— Task instructions —
**A)** Reproduce the passage of the statutory records excerpt between "(4)   A breakdown" and "valuation of them.", inclusive, word for word.
**B)** In the statutory records excerpt, rewrite the paragraph beginning "The ‘Taxes Acts’ are defined" as a short bulleted list that keeps its main facts.

— Selected text —
17.    So whether there is a right of appeal depends on whether the information notice required information and documents to be produced which form part of the appellant’s statutory records.  Statutory records are defined in paragraph 62 of Schedule 36 as follows:

Statutory records

62

(1)  For the purposes of this Schedule, information or a document forms part of a person’s statutory records if it information or a document which the person is required to keep and preserve under or by virtue of -

(a)  the  Taxes Acts, or

(b) any other enactment relating to a tax,

Subject to the following provisions of this paragraph”

18.    The ‘Taxes Acts’ are defined in paragraph 58 of Sch 36.  This definition includes ‘the Tax Acts’.  The Tax Acts are defined in the Interpretation Act 1978 as including the Corporation Tax Acts; the Corporation Tax Acts are defined in the same Act as meaning enactments relating to the taxation of the income and chargeable gains of companies.  The Schedule 18 of the Finance Act 1998 is therefore one of the Taxes Acts as it deals with the taxation of income and chargeable gains of companies.

19.    Schedule 18 of that Act (“Sch 18”) provides at paragraph 21 as follows:

Duty to keep and preserve records

21

(1)  A company which may be required to deliver a company tax return for any period must -

(a)  keep such records as may be needed to enable it to deliver a correct and complete return for the period, and

(b)  preserve those records in accordance with this paragraph.

….

(3)  If the company is required to deliver a company tax return by notice given before the end of the relevant day, the records must be preserved until any later date on which -

(a)  any enquiry into the return is completed…..

20.    As there was an open enquiry into the relevant corporation tax return, there could be no issue over timing.  If any of the records were statutory records, they would remain so during the course of the enquiry.  The only issue could be whether under Sch 18 paragraph 21(1)(a) they were records ‘as may be needed to enable [the company] to deliver a correct and complete return for the period’. 

21.    Mr Thomas did not suggest that any of the items required by HMRC were not statutory records. Nevertheless, I consider whether they were.  In summary, and ignoring the points now complied with, the information notice required the following:

(3)   Trading account and profit and loss account for period under enquiry;

(4)   A breakdown into the type of income comprising the turnover shown in the tax reconciliation;

(5)   An explanation of where a particular amount of interest shown in a note to the accounts was credited in the accounts;

(6)   A breakdown of the expenses shown as ‘cost of sales’

(7)   Ditto for the expenses shown as ‘administration expenses’

(8)   Identification of the source of the net increase in shareholder loans of £3.5million and a copy of shareholder loan accounts

(9)   In respect of unlisted investments acquired by the company and then revalued, a list of the investments and the date of acquisition and a copy of the independent valuation of them.

(Point-based annotation data)
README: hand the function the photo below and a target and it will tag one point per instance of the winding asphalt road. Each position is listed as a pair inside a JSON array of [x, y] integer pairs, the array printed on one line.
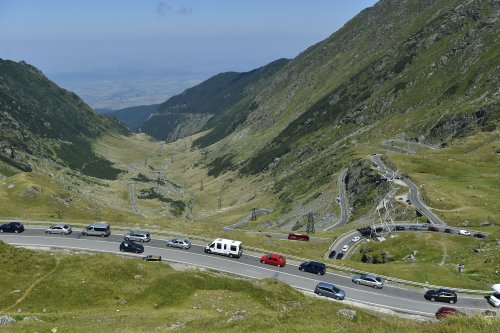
[[397, 298], [413, 197]]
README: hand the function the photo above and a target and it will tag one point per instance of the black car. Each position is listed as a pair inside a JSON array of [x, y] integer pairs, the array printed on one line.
[[14, 227], [131, 246], [442, 295], [313, 267]]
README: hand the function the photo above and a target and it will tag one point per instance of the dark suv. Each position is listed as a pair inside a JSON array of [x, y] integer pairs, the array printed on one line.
[[443, 295], [313, 267], [15, 227]]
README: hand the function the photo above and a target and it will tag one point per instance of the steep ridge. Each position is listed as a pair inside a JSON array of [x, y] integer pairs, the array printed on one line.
[[41, 120], [203, 106], [422, 70]]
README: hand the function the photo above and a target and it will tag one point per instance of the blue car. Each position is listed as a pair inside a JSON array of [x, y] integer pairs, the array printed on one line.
[[329, 290]]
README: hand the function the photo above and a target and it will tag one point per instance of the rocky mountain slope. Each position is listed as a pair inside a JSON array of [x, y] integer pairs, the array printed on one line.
[[41, 120]]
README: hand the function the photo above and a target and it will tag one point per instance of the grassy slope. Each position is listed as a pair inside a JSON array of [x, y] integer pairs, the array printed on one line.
[[74, 294]]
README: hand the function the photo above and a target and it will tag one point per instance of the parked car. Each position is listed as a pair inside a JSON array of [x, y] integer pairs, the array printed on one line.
[[152, 258], [300, 237], [15, 227], [464, 232], [494, 299], [131, 246], [273, 259], [181, 243], [445, 312], [139, 236], [59, 228], [369, 280], [442, 295], [313, 267], [329, 290]]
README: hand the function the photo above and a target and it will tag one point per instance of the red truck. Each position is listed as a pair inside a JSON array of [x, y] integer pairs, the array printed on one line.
[[273, 259]]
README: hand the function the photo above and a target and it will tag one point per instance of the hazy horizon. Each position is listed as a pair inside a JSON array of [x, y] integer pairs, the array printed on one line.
[[192, 39]]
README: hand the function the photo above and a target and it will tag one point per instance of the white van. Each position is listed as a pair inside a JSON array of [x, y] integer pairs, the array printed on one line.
[[226, 247]]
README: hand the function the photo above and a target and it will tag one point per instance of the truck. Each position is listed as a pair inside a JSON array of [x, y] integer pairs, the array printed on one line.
[[225, 247]]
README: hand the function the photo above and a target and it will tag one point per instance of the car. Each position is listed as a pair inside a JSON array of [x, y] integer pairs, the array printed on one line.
[[369, 280], [442, 295], [15, 227], [181, 243], [494, 299], [59, 228], [141, 236], [313, 267], [445, 312], [329, 290], [273, 259], [131, 246], [300, 237], [152, 258]]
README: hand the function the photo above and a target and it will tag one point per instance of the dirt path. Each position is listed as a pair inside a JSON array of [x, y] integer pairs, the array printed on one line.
[[30, 288]]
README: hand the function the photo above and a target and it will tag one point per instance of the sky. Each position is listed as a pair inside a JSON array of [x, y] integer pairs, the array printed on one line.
[[199, 36]]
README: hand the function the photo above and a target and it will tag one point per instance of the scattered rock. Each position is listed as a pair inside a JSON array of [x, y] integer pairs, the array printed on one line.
[[176, 326], [7, 320], [239, 315], [350, 314]]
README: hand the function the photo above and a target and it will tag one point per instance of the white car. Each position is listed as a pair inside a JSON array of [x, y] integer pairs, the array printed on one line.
[[59, 228], [494, 299], [464, 232]]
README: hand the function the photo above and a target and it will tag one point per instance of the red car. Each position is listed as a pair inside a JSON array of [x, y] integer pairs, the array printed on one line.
[[273, 259], [444, 312]]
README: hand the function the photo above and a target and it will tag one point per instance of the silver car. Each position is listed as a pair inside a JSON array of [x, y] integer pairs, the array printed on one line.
[[60, 228], [369, 280], [139, 236], [182, 243]]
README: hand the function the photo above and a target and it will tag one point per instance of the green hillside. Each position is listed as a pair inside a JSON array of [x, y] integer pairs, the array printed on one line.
[[40, 119], [204, 105]]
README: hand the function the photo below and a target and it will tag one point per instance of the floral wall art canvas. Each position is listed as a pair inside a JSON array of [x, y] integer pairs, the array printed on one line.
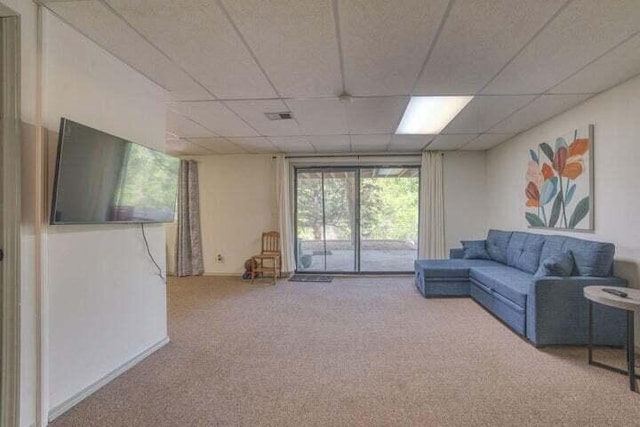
[[559, 182]]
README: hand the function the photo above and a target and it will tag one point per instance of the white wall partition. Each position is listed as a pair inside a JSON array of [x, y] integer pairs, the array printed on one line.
[[106, 304]]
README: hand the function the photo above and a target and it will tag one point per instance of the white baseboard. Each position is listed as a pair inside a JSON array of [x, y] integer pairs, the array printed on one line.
[[89, 390]]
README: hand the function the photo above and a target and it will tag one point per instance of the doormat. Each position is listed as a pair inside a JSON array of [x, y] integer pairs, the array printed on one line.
[[310, 278]]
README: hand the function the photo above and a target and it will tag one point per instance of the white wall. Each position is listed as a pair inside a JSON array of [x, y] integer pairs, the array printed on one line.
[[27, 11], [616, 154], [237, 203], [464, 197], [106, 305]]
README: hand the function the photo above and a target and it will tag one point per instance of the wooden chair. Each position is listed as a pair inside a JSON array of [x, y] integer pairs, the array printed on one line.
[[270, 259]]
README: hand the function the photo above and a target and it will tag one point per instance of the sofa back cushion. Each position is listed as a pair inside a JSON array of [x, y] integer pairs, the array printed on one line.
[[497, 242], [590, 258], [523, 251]]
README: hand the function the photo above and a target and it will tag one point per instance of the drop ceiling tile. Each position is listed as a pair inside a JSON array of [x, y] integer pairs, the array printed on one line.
[[253, 113], [184, 128], [615, 67], [477, 40], [330, 143], [386, 42], [319, 116], [182, 147], [584, 30], [543, 108], [214, 115], [255, 145], [375, 115], [292, 144], [487, 140], [483, 112], [370, 143], [450, 142], [198, 35], [400, 143], [294, 41], [96, 21], [218, 145]]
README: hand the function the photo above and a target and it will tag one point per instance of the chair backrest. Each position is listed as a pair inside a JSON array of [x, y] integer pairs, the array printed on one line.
[[271, 242]]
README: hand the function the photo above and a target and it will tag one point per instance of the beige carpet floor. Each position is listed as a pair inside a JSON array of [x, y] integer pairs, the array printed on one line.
[[354, 352]]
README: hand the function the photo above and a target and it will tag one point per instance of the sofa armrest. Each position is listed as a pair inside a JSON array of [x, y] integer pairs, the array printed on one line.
[[557, 312], [456, 253]]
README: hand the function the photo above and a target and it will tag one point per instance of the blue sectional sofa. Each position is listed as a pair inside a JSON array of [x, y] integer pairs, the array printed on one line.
[[515, 276]]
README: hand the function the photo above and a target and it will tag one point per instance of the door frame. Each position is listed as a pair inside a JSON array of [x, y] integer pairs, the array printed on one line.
[[358, 249], [11, 216]]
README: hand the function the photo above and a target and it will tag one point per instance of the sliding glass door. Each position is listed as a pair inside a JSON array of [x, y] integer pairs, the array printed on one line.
[[360, 219], [326, 220]]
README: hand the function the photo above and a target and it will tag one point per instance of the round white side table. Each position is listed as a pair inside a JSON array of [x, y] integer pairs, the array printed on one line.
[[630, 303]]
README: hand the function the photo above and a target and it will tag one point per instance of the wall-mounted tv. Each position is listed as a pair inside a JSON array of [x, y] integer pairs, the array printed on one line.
[[101, 178]]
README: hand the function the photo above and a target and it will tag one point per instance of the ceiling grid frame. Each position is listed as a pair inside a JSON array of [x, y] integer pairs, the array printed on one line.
[[368, 116], [146, 39]]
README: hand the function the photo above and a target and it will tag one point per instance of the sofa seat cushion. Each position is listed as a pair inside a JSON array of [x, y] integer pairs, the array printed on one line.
[[523, 251], [591, 258], [497, 243], [509, 282], [451, 268]]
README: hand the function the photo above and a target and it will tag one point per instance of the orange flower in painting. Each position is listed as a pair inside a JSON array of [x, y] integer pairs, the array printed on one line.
[[547, 172], [574, 165], [533, 195], [579, 147]]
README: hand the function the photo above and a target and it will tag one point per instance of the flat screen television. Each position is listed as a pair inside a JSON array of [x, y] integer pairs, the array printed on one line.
[[102, 179]]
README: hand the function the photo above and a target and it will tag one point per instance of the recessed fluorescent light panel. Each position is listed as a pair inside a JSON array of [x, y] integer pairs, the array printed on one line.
[[430, 114]]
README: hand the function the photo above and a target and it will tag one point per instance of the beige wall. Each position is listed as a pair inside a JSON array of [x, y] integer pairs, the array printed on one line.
[[238, 202], [464, 197], [617, 194]]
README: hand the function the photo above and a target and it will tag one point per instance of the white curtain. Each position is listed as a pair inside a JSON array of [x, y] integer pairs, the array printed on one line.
[[285, 221], [189, 260], [432, 244]]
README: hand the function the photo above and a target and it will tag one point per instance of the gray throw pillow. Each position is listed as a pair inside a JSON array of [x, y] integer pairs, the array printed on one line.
[[560, 265], [475, 249]]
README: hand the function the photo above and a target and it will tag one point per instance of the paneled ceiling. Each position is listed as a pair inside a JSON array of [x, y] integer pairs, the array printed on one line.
[[345, 68]]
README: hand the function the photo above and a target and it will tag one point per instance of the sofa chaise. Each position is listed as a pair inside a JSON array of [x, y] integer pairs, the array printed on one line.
[[533, 283]]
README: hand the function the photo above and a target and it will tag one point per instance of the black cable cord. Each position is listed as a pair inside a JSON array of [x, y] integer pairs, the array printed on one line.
[[144, 236]]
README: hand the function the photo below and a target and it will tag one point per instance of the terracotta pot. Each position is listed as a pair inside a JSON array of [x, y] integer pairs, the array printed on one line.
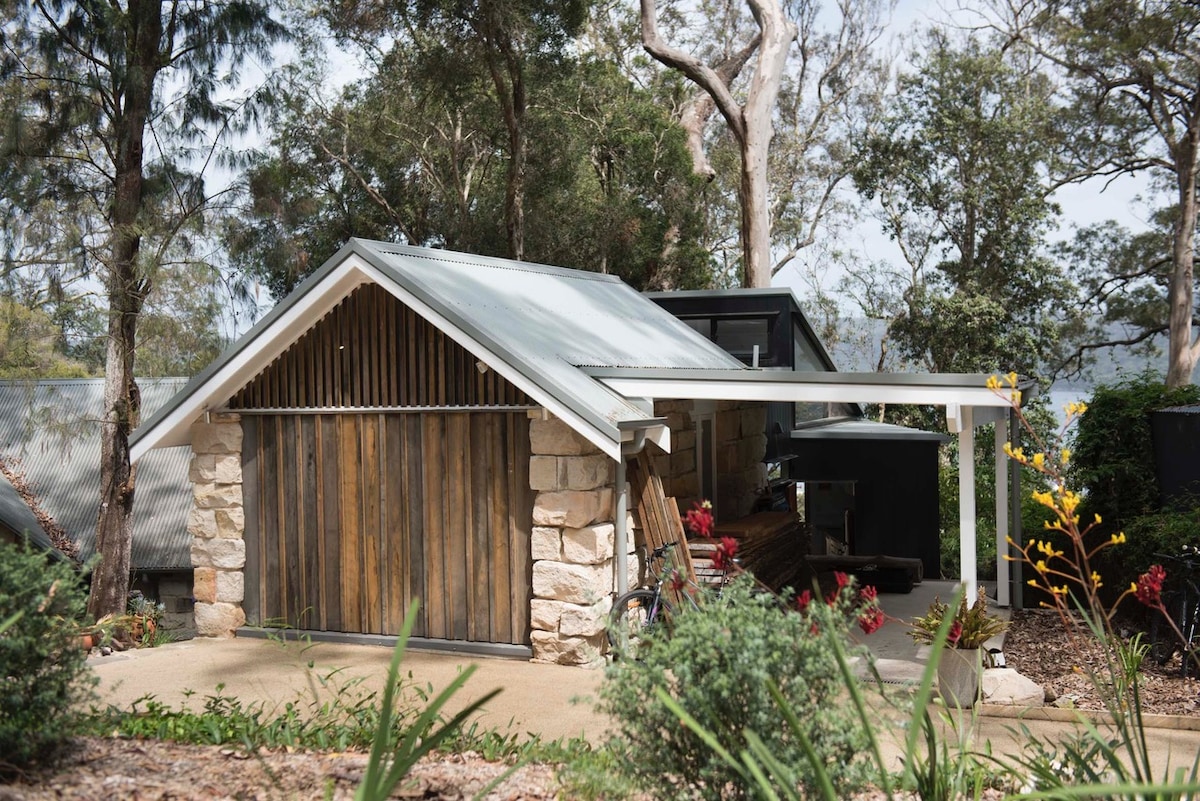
[[958, 675]]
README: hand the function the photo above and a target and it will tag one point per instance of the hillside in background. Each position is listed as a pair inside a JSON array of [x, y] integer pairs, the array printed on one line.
[[858, 350]]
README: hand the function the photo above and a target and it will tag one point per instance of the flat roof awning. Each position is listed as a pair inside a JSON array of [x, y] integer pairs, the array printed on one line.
[[749, 384]]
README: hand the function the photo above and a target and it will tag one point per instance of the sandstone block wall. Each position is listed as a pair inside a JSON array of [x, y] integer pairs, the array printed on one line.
[[573, 544], [741, 445], [217, 524]]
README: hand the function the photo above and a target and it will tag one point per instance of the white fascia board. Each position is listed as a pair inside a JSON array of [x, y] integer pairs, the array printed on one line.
[[815, 392], [250, 361], [600, 439]]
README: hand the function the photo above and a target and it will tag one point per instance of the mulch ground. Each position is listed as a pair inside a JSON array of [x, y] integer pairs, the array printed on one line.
[[1038, 646]]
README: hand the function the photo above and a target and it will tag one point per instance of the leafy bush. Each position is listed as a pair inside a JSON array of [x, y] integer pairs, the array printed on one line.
[[43, 675], [718, 664], [1113, 457], [1162, 533]]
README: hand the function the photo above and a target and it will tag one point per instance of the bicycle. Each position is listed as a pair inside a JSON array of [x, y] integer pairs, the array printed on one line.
[[645, 609], [1187, 601]]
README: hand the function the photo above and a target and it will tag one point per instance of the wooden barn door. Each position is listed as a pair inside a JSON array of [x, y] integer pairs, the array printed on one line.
[[351, 516]]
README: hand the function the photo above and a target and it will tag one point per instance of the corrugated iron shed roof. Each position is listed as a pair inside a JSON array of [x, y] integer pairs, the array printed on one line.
[[17, 517], [51, 431], [540, 324]]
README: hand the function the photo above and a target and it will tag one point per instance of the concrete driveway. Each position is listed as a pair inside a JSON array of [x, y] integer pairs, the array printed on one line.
[[549, 700], [545, 699]]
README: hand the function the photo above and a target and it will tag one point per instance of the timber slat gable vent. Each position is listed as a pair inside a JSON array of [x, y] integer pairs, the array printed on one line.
[[371, 351]]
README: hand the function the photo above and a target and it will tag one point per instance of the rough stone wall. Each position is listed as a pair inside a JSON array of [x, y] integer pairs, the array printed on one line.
[[217, 524], [175, 592], [741, 445], [678, 468], [573, 544]]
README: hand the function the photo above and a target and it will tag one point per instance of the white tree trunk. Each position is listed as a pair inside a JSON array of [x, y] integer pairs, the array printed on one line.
[[1181, 289], [750, 126], [778, 34]]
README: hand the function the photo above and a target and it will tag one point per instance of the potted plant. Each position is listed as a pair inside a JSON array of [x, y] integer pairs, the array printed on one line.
[[143, 618], [958, 672]]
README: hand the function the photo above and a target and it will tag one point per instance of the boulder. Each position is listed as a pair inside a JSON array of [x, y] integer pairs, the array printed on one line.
[[1008, 687]]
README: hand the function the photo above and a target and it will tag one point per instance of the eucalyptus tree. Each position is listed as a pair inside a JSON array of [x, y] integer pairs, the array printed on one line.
[[749, 121], [1126, 277], [963, 169], [1135, 72], [792, 94], [113, 104], [405, 154], [466, 42]]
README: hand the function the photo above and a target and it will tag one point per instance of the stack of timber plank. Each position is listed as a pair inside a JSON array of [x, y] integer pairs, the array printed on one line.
[[658, 516], [772, 547]]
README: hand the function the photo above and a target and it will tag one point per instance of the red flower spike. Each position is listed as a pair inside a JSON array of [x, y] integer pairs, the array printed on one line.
[[678, 583], [1150, 586], [726, 549], [699, 519], [803, 600], [870, 620]]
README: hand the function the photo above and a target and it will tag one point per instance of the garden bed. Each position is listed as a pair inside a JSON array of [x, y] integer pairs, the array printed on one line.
[[1037, 645]]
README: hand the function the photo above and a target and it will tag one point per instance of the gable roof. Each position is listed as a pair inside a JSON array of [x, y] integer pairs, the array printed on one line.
[[541, 327], [51, 432]]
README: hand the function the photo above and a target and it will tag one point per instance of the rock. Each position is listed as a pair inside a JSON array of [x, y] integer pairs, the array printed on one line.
[[582, 584], [1007, 686], [592, 544], [546, 542], [571, 509], [555, 438]]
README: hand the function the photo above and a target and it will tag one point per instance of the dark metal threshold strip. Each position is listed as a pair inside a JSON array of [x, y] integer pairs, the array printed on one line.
[[503, 650]]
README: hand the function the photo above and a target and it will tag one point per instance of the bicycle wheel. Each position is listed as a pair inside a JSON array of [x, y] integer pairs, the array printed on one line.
[[633, 615]]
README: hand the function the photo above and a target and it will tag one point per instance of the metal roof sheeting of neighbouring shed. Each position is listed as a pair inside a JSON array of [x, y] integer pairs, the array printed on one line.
[[19, 519], [858, 428], [49, 431], [538, 326]]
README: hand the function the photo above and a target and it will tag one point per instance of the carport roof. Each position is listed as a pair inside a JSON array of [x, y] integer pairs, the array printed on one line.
[[750, 384]]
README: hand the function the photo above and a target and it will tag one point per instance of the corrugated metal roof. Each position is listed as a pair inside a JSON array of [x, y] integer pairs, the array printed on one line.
[[857, 428], [550, 321], [544, 324], [51, 428], [1189, 409]]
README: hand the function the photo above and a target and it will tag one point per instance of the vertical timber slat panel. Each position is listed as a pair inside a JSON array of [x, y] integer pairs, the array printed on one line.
[[289, 523], [351, 530], [310, 530], [396, 590], [501, 558], [251, 486], [432, 438], [371, 537], [414, 517], [521, 499], [331, 519], [457, 488], [480, 576], [273, 608]]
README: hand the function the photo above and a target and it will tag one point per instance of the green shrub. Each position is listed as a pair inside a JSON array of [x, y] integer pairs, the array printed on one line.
[[43, 674], [718, 663], [1114, 457]]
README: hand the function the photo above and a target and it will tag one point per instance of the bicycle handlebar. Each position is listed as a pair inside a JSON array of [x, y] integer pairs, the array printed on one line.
[[660, 552]]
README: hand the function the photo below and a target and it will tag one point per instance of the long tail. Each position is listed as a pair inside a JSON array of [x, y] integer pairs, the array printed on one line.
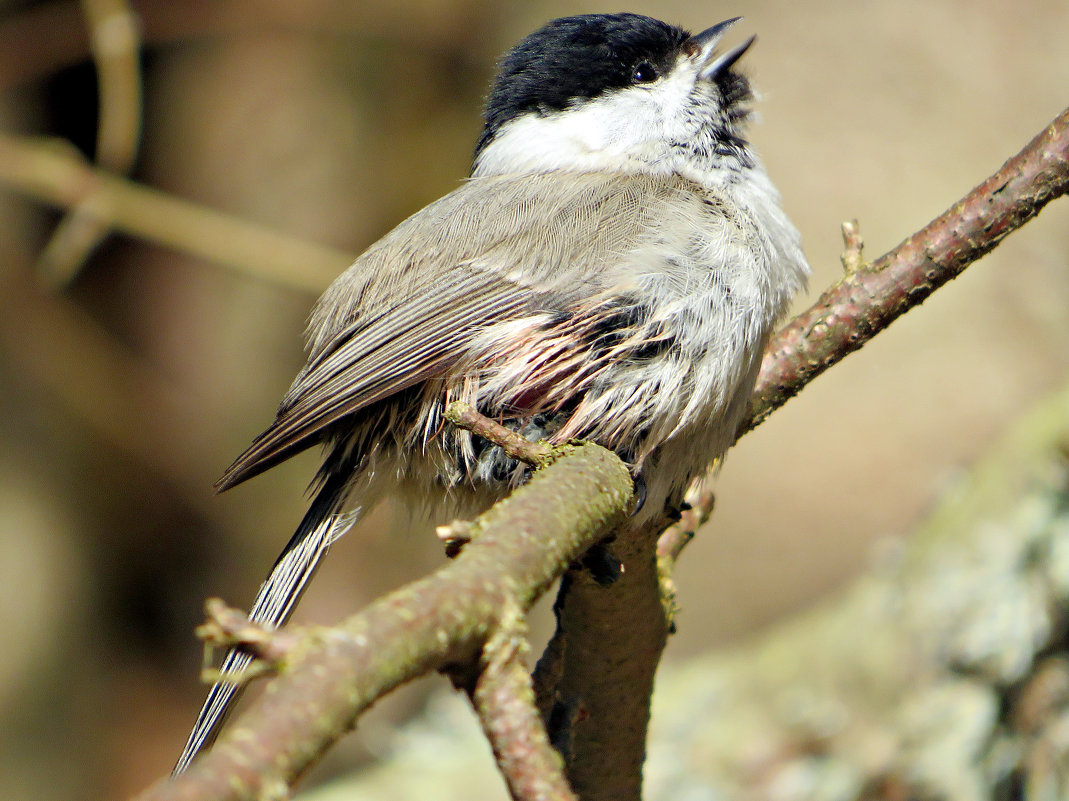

— Answers provided —
**A)**
(4)   A breakdown into the type of income comprising the turnover shown in the tax reconciliation;

(5)   An explanation of where a particular amount of interest shown in a note to the accounts was credited in the accounts;

(6)   A breakdown of the expenses shown as ‘cost of sales’

(7)   Ditto for the expenses shown as ‘administration expenses’

(8)   Identification of the source of the net increase in shareholder loans of £3.5million and a copy of shareholder loan accounts

(9)   In respect of unlisted investments acquired by the company and then revalued, a list of the investments and the date of acquisition and a copy of the independent valuation of them.

**B)**
- Paragraph 58 of Schedule 36 defines the Taxes Acts, and that definition includes the Tax Acts.
- The Interpretation Act 1978 defines the Tax Acts as including the Corporation Tax Acts.
- The same Act defines the Corporation Tax Acts as enactments relating to the taxation of companies' income and chargeable gains.
- Schedule 18 of the Finance Act 1998 deals with that taxation, so it is one of the Taxes Acts.